WHAT YOU NEED TO DO:
Copy out, word for word, the part of the records below that begins with the line containing "Could you please point out the dry grass field" and runs through the last line of the records.

==== SUPPLIED MATERIAL

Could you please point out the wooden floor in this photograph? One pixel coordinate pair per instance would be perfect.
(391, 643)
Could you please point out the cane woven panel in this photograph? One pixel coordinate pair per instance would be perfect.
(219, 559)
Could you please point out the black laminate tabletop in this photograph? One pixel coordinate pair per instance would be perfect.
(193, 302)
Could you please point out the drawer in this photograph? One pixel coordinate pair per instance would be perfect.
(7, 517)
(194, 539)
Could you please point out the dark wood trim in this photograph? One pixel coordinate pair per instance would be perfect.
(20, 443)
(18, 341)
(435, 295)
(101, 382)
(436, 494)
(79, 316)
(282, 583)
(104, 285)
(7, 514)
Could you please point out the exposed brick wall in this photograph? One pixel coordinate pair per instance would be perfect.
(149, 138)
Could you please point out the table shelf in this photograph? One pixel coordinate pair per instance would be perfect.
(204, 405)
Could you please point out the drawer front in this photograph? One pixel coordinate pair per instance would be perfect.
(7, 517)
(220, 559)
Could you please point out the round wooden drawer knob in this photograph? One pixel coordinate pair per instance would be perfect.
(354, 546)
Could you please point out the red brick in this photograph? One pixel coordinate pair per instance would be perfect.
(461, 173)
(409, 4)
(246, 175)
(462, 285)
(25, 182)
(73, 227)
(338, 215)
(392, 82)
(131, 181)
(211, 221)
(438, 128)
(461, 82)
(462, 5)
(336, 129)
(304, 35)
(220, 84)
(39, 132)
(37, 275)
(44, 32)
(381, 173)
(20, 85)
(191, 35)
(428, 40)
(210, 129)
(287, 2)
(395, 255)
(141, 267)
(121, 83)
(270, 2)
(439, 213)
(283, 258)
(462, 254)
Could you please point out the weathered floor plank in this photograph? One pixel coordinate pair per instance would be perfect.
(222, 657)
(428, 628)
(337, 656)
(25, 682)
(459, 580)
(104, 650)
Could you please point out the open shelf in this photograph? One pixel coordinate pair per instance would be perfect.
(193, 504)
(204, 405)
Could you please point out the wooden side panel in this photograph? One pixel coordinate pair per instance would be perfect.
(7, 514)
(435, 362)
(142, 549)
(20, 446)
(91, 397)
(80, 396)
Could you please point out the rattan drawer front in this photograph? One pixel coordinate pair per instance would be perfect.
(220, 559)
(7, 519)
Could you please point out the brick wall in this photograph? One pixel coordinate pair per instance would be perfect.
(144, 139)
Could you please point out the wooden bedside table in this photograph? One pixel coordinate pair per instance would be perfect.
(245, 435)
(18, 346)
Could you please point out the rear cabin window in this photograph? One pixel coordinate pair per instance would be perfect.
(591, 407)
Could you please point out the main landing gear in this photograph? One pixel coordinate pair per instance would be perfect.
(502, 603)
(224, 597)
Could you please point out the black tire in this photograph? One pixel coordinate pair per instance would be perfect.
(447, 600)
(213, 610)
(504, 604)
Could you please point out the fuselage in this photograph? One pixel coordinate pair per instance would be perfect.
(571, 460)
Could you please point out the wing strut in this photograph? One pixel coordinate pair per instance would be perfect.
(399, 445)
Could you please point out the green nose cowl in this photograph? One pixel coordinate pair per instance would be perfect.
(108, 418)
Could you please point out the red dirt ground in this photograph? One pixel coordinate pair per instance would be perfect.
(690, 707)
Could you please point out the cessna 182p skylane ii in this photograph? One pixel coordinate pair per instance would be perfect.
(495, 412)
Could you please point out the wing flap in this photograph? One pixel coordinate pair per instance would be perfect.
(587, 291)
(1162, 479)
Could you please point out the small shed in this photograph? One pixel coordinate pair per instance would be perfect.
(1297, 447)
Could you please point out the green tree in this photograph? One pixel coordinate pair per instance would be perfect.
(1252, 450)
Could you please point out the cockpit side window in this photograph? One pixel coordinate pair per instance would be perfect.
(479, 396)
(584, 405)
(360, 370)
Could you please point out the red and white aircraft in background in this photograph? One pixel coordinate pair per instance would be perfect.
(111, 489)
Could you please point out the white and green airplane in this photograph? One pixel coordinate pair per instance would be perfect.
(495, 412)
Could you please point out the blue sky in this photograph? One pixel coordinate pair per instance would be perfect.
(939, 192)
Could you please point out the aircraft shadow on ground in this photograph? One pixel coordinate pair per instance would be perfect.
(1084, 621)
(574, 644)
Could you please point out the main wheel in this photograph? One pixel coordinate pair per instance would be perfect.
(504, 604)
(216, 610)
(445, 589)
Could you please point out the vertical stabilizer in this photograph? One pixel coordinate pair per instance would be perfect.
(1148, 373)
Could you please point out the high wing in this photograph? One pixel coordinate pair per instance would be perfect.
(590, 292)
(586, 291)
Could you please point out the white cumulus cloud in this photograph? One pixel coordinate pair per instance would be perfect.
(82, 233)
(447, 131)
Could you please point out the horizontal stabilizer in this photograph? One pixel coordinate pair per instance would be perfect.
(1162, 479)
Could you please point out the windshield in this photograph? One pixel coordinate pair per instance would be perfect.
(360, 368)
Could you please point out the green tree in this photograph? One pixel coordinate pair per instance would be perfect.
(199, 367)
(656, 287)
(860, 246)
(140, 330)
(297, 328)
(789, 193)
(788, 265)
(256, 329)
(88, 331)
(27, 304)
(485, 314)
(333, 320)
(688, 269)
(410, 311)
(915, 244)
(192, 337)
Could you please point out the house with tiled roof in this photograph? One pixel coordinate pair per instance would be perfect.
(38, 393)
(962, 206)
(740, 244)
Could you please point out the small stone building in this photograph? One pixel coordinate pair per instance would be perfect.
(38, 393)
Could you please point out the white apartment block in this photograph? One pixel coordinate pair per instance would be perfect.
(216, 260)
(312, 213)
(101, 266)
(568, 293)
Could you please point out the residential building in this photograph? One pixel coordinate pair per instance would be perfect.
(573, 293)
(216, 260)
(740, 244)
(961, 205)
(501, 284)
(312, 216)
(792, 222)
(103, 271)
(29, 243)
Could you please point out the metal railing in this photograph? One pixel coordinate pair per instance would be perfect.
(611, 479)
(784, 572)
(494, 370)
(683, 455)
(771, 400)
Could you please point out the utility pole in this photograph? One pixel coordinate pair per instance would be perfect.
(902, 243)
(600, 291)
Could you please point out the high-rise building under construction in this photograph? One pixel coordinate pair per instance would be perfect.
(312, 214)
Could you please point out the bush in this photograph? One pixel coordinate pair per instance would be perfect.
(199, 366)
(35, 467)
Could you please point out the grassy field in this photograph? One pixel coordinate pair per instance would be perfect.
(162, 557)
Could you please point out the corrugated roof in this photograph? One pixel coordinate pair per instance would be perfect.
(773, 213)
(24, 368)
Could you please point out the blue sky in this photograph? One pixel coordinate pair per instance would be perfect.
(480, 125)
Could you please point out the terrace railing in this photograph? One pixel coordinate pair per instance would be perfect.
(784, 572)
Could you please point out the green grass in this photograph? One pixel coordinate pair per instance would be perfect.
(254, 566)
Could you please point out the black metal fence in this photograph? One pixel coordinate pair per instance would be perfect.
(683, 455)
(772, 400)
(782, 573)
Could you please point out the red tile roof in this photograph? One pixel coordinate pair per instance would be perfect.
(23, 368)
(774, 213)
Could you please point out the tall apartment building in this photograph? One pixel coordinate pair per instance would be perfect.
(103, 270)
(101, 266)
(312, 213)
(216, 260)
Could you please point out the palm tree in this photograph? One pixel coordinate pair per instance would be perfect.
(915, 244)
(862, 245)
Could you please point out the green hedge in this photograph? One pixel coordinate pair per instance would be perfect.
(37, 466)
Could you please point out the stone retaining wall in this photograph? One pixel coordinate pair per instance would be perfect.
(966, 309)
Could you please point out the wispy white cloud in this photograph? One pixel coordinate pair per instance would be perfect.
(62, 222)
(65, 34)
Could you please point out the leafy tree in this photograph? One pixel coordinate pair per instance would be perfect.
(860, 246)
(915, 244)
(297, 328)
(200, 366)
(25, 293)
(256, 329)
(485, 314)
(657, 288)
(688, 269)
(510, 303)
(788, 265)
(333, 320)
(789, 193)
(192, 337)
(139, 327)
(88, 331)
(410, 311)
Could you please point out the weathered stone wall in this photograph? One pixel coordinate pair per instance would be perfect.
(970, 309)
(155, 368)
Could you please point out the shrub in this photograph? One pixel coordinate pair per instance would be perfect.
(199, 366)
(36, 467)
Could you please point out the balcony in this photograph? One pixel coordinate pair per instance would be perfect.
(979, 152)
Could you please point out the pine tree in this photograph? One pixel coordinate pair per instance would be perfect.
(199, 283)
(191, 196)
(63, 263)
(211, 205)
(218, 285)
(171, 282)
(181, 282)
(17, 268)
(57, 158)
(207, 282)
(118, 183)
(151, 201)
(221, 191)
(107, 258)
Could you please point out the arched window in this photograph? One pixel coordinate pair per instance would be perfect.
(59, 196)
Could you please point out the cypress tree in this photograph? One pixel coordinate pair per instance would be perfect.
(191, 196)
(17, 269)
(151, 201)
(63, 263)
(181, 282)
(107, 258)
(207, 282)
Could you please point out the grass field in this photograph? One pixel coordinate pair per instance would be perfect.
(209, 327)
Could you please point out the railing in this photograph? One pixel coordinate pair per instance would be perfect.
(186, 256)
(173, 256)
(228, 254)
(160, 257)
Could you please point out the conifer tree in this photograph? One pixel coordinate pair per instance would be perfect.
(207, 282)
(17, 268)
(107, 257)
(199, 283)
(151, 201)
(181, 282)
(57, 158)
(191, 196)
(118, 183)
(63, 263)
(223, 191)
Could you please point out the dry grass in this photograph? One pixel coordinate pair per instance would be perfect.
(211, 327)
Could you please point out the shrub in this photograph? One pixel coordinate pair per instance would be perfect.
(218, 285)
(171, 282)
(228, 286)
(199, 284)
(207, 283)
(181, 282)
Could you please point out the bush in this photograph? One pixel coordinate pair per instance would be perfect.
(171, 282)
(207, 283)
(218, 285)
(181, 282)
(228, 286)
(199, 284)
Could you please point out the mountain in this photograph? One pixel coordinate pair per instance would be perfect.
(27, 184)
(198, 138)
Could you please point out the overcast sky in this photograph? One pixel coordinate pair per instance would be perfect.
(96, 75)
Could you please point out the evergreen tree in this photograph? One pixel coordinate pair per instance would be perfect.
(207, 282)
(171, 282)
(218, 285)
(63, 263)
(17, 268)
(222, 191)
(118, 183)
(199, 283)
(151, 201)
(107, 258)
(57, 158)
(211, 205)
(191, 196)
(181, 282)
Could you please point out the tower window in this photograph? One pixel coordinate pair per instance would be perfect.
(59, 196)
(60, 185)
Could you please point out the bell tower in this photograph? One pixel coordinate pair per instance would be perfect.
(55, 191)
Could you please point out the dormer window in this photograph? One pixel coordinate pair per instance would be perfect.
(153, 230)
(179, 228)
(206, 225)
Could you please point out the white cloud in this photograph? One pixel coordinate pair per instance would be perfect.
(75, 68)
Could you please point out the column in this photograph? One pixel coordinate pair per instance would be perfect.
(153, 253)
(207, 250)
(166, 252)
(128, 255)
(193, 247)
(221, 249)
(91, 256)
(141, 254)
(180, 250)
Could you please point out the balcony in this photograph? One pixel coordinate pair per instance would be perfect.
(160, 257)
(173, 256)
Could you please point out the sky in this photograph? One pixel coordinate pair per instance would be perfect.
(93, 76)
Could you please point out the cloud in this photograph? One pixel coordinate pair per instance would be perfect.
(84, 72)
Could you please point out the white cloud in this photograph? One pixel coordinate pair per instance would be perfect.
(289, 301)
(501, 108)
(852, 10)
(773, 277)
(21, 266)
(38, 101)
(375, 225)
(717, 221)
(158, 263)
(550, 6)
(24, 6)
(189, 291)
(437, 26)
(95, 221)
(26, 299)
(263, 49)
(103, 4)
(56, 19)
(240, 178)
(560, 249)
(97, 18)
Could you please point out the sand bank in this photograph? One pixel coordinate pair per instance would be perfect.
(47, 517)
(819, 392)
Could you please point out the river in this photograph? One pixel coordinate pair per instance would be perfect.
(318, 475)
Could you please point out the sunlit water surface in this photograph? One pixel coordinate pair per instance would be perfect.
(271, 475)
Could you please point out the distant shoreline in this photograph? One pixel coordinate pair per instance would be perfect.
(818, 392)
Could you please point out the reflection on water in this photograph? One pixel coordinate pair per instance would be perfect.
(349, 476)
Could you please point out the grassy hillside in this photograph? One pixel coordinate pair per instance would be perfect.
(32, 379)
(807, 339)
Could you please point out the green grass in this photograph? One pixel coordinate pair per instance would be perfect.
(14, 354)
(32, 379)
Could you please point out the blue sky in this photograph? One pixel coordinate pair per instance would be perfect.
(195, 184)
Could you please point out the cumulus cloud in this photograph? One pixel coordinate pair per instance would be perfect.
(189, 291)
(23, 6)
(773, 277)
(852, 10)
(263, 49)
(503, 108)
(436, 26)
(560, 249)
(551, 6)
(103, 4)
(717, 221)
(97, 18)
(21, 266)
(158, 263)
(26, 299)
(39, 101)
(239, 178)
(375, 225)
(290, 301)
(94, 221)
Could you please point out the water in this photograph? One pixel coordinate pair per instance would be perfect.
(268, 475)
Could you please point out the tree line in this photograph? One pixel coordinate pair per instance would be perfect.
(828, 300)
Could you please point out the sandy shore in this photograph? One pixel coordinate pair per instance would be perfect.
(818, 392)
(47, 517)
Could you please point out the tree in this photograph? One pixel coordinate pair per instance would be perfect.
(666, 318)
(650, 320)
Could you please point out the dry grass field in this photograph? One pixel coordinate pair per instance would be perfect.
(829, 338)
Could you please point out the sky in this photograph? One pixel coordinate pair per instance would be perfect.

========

RESULT BELOW:
Could you please point out the dry grass field in this photograph? One pixel coordinate pair per instance would be perfect.
(829, 338)
Could you please point out the sky in this photograph? One pixel coordinate pair per instance would be perfect.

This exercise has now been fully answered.